◆ Your objective ◆
A picture-free, exact copy of all the records below is the goal.

Annotated photo localization data
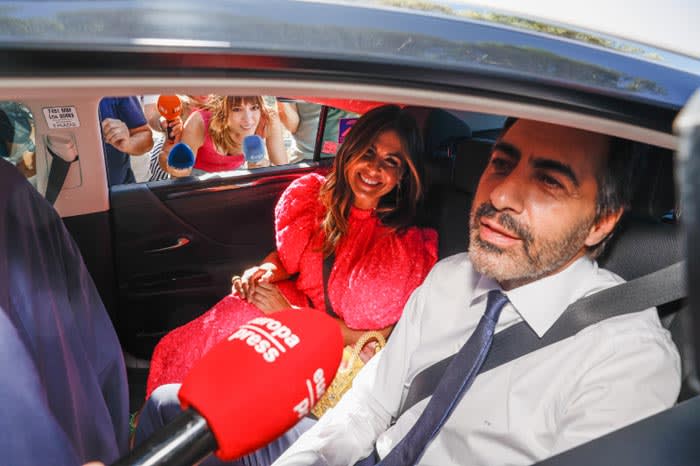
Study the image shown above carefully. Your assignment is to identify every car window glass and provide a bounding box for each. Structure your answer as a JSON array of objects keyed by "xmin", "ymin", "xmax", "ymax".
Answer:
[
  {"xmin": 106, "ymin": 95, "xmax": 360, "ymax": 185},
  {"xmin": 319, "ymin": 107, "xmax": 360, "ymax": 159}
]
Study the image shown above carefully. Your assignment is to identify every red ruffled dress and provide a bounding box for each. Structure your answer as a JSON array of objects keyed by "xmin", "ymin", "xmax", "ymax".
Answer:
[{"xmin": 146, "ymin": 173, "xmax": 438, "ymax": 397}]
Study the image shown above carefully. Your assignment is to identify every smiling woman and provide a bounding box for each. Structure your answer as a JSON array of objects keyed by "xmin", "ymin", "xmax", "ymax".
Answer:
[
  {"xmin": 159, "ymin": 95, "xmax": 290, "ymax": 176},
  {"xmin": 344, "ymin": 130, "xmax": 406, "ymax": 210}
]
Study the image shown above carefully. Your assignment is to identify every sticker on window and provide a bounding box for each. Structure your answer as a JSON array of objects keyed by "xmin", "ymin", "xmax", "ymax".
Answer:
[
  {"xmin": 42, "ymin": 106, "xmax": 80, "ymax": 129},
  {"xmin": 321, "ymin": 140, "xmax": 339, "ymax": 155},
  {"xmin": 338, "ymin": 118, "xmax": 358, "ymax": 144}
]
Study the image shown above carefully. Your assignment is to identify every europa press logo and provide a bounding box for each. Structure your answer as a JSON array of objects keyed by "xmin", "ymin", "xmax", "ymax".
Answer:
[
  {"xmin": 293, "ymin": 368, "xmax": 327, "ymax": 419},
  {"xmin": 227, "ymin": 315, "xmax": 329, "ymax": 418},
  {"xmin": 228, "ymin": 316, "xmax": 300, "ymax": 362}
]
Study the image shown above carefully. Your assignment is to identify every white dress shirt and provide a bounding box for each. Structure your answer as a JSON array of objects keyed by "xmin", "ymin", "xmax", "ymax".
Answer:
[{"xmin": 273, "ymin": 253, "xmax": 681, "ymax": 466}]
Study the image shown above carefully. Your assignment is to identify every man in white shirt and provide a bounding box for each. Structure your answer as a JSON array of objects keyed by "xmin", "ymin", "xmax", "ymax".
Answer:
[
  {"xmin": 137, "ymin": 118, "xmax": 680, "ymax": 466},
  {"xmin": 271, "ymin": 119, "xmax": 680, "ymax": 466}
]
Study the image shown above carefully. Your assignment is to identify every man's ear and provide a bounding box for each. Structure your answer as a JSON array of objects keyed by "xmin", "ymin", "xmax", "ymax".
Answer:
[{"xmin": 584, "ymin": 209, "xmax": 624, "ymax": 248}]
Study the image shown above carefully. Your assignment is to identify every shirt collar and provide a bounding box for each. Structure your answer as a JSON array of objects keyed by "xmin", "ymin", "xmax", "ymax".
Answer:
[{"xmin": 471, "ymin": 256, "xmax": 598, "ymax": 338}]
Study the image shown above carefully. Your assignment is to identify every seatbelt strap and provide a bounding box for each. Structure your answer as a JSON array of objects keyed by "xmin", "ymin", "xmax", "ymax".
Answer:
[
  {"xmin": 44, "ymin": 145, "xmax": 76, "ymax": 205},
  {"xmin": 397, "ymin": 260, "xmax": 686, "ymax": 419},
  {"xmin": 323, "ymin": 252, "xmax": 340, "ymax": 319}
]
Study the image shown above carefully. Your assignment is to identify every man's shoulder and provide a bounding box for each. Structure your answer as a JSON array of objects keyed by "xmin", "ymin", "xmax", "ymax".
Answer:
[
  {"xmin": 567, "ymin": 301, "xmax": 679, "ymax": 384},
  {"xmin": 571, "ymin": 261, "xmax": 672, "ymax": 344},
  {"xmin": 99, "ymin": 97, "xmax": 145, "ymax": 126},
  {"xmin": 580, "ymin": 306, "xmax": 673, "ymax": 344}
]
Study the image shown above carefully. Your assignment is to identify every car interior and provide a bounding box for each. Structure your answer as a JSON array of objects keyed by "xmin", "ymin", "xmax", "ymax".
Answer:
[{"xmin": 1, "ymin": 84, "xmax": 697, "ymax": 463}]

◆ Task answer ◆
Study the image shown above carefully. Your assignment is to identify every car window glass and provide a bounding box for each. Structure your answer as a JSON array of objects keyed by "xmin", "ymin", "xmax", "ymax".
Answer:
[
  {"xmin": 106, "ymin": 95, "xmax": 360, "ymax": 185},
  {"xmin": 319, "ymin": 107, "xmax": 360, "ymax": 159}
]
Study the image shown above carefully. Your assignment is to identify every red ruffled dress and provide a bounding box for each. Structure your answer as a JSON array of objects keyed by "xmin", "ymin", "xmax", "ymax".
Answer:
[{"xmin": 146, "ymin": 173, "xmax": 438, "ymax": 397}]
Study the image shown above carefully. Your assignment is to identify every smiling woman and provide a bounding box for each. Structure your answer as a JSON array of objects keyed by "xmin", "ymin", "xmax", "ymax".
Answer:
[
  {"xmin": 159, "ymin": 95, "xmax": 290, "ymax": 176},
  {"xmin": 344, "ymin": 130, "xmax": 406, "ymax": 210}
]
Study the image shown above carefully. Your assignment is to identify every sticker on window and provide a bounding box for each. Structure your answer as a JSON array of objects keyed by "xmin", "ymin", "xmax", "ymax".
Answer:
[
  {"xmin": 42, "ymin": 106, "xmax": 80, "ymax": 129},
  {"xmin": 321, "ymin": 140, "xmax": 339, "ymax": 155},
  {"xmin": 338, "ymin": 118, "xmax": 358, "ymax": 144}
]
Study the image shown above carefully. Your assignment is to identify every europa press logo and provide a bounding box for each. Structure your answer as a JSON array of objects keyed by "xmin", "ymin", "xmax", "ymax".
Answer:
[
  {"xmin": 293, "ymin": 368, "xmax": 327, "ymax": 419},
  {"xmin": 227, "ymin": 315, "xmax": 329, "ymax": 418},
  {"xmin": 228, "ymin": 316, "xmax": 300, "ymax": 362}
]
Study the image shown above carefully. Your assignment is to identify every white dress shirt and provide a bounding box for each. Structure your answer as a JSON array of objects keyed by "xmin", "ymin", "xmax", "ymax".
Answer:
[{"xmin": 273, "ymin": 253, "xmax": 681, "ymax": 466}]
Study the image shown above carefully. Your assignment is to identify every man in white shirt and provide a bounding box for each. Structure your answer as a JSON array of objects keyed by "xmin", "ymin", "xmax", "ymax".
Answer:
[
  {"xmin": 137, "ymin": 118, "xmax": 680, "ymax": 466},
  {"xmin": 271, "ymin": 119, "xmax": 680, "ymax": 466}
]
Study the image shown above carefully. Your assignment is to identify every man's ear and provide a bounding box for each. Structure your answer as a JSON array of objects keyed by "xmin", "ymin", "xmax", "ymax".
Answer:
[{"xmin": 584, "ymin": 209, "xmax": 624, "ymax": 248}]
Study the image shown above carefully. Your assignment is to identify every shirt collar and provide a bounding box for each. Structure your answer as a JSON array of objects keyed by "xmin", "ymin", "xmax", "ymax".
Answer:
[{"xmin": 471, "ymin": 256, "xmax": 598, "ymax": 338}]
Study the image shown above carefully. Your assignment is to identify every seatbelt strap and provide a bounding box for each. Structure your answer as a JSON array of objects keyed by "xmin", "ymin", "xmax", "ymax".
Answer:
[
  {"xmin": 44, "ymin": 145, "xmax": 76, "ymax": 205},
  {"xmin": 397, "ymin": 260, "xmax": 686, "ymax": 419},
  {"xmin": 323, "ymin": 252, "xmax": 340, "ymax": 319}
]
Study the image shown above carefully. Your assignment is to identify every man's shoulder and provide a bounding box for each. Structure your answer as a JSON array of objects keyed by "xmin", "ymin", "xmax", "ymax".
Answer:
[
  {"xmin": 567, "ymin": 301, "xmax": 679, "ymax": 384},
  {"xmin": 571, "ymin": 261, "xmax": 672, "ymax": 344},
  {"xmin": 99, "ymin": 97, "xmax": 145, "ymax": 126},
  {"xmin": 580, "ymin": 306, "xmax": 673, "ymax": 344}
]
Study the image shown above carefully. Your assignment is to identify every car interior and provide a bounding box for each. Structure your answer as a JSON array of objects keyed by "xmin", "ymin", "xmax", "ymax".
Answer:
[{"xmin": 1, "ymin": 84, "xmax": 697, "ymax": 463}]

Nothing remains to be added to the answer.